▸ Text excerpt:
SniffersAbstract: Sniffing is eavesdropping on the network. It can be used for monitoring the "health" of the network as well as capturing the passwords used in telnet, rlogin and ftp connections. This article describes a couple of well-known sniffers and describes an experiment with one of them. This experiment is a prerequsite to later experiments in TCP/IP exploits.
- Capabilities of Sniffers
- Promiscuous NIC
- Detection of Sniffers
- Prevention of Sniffing
- Lab Experiment
A packet sniffer is a wire-tap device that plugs into computer networks and eavesdrops on the network traffic. Like a telephone wiretap allows one to listen in on other people's conversations, a "sniffing" program lets someone listen in on computer conversations. Sniffing is the act by a machine S of making copies of a network packet sent by machine A intended to be received by machine B. Once a copy is made, the sniffer program can do, time and resources permitting, an arbitrary computation on the copy such as displaying it nicely in a GUI window. A sniffer can be used for a good purpose: to audit your own network, and to demonstrate the insecurity of plaintext network protocols. A sniffer machine can be discovered by other network tools.
In this lecture, we are considering sniffers where the sniffer (program/ machine) S topologically sits between A and B. Be aware that it is possible to route the messages between A and B to go past S when A and B are on different subnets.
Sniffer activity occurs widely within organizations. It is no longer a newsworthy item. So, we can find only the following. In 1994, a sniffer program was installed by unidentified individuals at PANIX (Public Access to UNIX in New York). Within days, thousands of user names and passwords were stolen. Shortly thereafter, a similar incursion was successfully accomplished at BarNet in California.
Examples of Sniffers
Below is a select list of example sniffers from the open source archives. Visit http://www.packetstormsecurity.org/ and search for "sniffers." Many of these work on both Linux and Windows.
- tcpdump: The granddaddy of packet sniffers. Ships by default on many linux distributions.
- sniffit: Clever packet sniffer with good filtering. We will be using it in later labs.
- ethereal: Excellent GUI based sniffer.
- hunt: A well written sniffer.
- Ettercap: Ettercap is a network sniffer for switched LANs. It uses ARP poisoning and the man-in-the-middle technique to sniff all the connections between two hosts. It can inject characters to server (emulating commands) or to client (emulating replies) while maintaining an established TCP connection.
- dsniff: As an article puts it, ``Dsniff is the Swiss army knife of privacy invasion''. The package ships with a handful of nasties: urlsnarf, msgsnarf, mailsnarf, webspy, dsniff etc.

▸ Dataset:

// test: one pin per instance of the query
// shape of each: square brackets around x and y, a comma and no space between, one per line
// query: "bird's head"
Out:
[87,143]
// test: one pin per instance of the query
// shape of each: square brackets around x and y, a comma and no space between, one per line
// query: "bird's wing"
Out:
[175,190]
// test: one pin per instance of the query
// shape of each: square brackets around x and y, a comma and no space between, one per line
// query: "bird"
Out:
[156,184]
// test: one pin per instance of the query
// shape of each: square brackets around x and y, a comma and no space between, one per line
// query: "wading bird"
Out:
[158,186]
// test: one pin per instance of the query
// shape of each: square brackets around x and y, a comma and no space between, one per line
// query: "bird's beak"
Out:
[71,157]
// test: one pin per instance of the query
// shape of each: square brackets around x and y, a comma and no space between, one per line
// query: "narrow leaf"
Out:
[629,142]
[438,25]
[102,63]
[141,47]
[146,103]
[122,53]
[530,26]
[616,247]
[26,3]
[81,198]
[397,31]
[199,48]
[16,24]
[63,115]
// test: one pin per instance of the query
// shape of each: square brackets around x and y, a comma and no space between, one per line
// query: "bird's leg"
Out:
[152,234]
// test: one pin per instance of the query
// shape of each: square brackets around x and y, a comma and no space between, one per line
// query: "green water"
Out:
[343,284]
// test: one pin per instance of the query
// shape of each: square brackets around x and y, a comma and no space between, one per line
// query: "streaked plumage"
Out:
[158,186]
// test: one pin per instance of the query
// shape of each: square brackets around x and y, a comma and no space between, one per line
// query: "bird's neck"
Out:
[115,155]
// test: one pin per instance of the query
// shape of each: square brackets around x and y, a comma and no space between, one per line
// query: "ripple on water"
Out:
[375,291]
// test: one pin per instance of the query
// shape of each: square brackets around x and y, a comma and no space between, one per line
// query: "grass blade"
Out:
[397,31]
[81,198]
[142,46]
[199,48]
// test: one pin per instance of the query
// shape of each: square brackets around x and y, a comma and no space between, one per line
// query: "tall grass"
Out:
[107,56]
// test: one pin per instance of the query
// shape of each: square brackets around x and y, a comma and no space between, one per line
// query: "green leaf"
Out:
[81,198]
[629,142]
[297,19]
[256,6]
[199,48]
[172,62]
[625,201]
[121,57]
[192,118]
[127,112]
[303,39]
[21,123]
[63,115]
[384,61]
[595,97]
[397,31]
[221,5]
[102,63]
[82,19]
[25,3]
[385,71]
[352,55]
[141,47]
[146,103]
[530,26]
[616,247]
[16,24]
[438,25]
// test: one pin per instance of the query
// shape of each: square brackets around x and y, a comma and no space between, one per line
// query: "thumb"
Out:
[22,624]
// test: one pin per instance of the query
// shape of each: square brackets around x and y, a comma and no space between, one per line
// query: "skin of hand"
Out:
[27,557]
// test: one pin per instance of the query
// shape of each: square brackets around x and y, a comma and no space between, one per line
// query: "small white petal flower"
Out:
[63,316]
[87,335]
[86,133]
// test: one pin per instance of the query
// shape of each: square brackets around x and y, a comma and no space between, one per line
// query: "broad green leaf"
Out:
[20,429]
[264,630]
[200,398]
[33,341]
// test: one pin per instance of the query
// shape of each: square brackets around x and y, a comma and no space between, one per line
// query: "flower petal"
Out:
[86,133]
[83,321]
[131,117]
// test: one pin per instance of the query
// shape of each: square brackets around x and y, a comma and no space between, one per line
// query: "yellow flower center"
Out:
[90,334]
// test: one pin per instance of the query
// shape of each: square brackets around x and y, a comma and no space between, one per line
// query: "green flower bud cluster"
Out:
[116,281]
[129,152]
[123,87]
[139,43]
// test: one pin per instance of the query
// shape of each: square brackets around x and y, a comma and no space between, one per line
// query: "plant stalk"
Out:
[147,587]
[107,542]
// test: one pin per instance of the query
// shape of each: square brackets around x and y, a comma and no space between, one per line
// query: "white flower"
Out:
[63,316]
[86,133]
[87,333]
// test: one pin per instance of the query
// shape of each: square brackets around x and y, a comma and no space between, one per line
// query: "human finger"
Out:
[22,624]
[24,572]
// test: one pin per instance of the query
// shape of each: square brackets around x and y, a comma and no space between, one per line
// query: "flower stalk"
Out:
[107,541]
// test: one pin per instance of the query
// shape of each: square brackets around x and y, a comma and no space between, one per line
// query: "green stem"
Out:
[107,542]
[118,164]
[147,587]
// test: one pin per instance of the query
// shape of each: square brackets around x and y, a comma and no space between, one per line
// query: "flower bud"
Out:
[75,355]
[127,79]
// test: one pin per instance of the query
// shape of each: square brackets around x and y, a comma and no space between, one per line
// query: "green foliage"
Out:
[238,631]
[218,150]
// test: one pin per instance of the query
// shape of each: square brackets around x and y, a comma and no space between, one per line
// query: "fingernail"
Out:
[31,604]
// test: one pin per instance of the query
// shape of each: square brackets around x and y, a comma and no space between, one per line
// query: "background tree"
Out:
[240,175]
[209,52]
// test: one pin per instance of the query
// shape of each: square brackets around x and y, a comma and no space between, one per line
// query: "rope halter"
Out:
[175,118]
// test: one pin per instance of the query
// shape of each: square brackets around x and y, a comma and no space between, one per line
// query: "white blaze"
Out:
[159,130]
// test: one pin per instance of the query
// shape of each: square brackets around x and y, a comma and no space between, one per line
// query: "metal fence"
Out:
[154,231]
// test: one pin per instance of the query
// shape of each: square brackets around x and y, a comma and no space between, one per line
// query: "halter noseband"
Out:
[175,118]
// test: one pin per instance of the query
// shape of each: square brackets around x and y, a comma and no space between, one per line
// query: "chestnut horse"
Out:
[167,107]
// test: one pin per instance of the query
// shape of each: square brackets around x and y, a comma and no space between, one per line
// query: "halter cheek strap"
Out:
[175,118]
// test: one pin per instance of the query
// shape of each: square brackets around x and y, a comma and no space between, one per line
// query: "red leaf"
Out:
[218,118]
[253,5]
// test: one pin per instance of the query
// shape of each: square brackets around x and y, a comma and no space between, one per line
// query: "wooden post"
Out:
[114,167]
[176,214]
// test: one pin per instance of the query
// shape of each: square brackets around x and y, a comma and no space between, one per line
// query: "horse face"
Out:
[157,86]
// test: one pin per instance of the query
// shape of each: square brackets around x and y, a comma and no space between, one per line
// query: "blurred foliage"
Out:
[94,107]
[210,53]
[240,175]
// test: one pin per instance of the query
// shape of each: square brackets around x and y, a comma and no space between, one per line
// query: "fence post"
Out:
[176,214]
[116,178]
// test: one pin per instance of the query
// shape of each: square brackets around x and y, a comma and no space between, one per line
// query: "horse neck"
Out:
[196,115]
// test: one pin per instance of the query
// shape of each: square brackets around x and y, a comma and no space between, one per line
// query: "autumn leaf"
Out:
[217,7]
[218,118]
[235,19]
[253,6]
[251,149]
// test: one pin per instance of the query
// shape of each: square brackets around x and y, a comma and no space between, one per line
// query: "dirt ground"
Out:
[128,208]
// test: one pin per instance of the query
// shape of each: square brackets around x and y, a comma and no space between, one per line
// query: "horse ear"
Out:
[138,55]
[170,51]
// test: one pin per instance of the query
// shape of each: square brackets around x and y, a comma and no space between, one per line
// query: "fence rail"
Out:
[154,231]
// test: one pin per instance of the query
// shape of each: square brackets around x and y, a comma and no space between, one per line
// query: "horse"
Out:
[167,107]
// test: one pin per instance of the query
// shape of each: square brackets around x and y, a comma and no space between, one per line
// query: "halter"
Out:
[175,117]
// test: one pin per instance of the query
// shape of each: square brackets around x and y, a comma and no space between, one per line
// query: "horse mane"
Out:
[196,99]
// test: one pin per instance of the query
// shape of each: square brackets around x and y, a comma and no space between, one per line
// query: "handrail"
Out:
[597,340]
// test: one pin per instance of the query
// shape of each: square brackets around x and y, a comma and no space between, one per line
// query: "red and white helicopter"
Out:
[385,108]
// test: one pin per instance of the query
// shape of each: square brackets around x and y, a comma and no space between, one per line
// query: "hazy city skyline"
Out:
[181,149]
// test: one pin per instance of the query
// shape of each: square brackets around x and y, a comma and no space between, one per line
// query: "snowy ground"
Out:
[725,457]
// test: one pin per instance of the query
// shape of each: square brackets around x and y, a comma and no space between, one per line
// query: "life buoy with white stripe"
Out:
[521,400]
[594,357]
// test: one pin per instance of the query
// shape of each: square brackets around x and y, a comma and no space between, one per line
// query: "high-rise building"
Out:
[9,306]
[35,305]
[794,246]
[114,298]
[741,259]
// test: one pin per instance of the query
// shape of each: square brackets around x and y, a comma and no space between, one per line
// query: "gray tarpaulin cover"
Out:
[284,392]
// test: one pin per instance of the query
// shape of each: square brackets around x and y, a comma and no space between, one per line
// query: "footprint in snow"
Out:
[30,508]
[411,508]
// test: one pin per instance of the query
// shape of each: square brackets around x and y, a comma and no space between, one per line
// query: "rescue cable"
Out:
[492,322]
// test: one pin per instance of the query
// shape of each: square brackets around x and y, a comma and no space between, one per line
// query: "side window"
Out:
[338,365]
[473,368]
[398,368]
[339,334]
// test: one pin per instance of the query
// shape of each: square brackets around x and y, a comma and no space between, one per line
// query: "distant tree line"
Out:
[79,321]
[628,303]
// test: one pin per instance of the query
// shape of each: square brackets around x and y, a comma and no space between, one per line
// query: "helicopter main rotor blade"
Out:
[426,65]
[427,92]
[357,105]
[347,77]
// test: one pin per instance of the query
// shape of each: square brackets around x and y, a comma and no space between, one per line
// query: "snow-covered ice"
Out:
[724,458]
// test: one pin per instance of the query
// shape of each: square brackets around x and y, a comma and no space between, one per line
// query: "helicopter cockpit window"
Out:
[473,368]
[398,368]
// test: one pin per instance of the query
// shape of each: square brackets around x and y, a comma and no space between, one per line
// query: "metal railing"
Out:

▸ Requirements:
1. Shorten the paragraph in the text on sniffers that begins "Sniffer activity occurs widely", keeping its main facts.
2. Pull out every line of the entries that contains the string "white". Case counts.

▸ Exercise responses:
1. Sniffer activity is common in organizations and no longer makes news. In 1994, unidentified individuals installed a sniffer program at PANIX (Public Access to UNIX in New York), and within days thousands of user names and passwords were stolen. Soon after, a similar incursion succeeded at BarNet in California.

2.
// query: "small white petal flower"
// query: "white flower"
// query: "white blaze"
// query: "red and white helicopter"
// query: "life buoy with white stripe"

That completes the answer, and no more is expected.